Exercise brief —
Count how many lines below contain the word "bare", with case counting. Reply with the number alone.

Records supplied —
——————

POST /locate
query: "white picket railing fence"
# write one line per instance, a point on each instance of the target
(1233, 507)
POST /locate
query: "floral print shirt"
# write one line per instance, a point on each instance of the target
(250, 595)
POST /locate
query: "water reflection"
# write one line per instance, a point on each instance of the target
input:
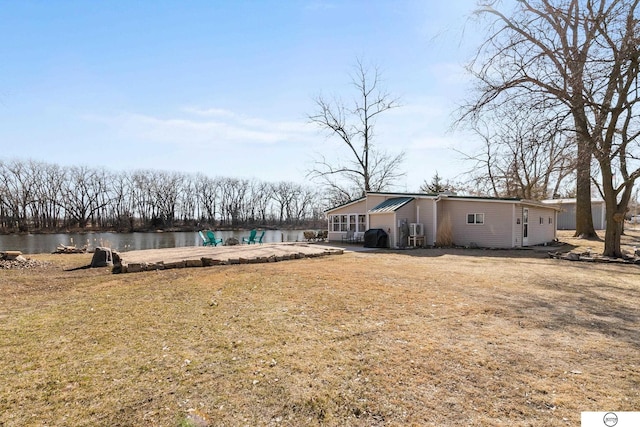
(122, 242)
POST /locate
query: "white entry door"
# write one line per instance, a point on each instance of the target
(525, 227)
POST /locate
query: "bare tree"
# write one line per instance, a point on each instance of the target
(526, 153)
(82, 194)
(364, 167)
(583, 56)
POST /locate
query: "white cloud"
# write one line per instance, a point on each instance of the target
(198, 126)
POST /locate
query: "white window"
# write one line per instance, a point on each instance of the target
(475, 219)
(338, 222)
(353, 222)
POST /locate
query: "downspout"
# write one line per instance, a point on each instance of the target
(514, 239)
(435, 220)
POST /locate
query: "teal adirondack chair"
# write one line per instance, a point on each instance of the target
(205, 239)
(251, 239)
(212, 238)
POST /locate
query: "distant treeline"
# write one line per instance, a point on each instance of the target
(42, 197)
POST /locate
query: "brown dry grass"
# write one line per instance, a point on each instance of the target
(420, 337)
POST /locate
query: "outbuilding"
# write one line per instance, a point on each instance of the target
(567, 213)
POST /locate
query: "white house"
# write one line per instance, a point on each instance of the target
(470, 221)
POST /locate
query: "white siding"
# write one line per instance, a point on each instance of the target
(541, 233)
(496, 232)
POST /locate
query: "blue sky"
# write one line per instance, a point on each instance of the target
(224, 87)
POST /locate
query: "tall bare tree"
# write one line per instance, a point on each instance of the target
(583, 55)
(526, 153)
(364, 167)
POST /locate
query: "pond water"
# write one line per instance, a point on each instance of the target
(122, 242)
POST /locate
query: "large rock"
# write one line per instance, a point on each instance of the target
(102, 257)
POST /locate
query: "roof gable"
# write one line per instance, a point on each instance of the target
(391, 205)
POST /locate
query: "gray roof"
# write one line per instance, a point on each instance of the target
(391, 205)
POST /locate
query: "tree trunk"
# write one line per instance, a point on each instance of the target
(584, 218)
(612, 235)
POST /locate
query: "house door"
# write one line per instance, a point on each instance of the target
(525, 227)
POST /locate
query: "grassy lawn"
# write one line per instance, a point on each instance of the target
(418, 337)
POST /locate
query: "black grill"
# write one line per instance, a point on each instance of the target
(376, 238)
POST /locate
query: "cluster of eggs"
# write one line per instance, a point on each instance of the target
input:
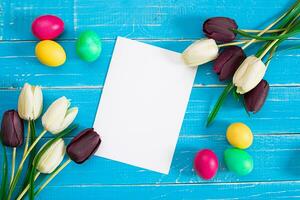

——————

Solution for this problem —
2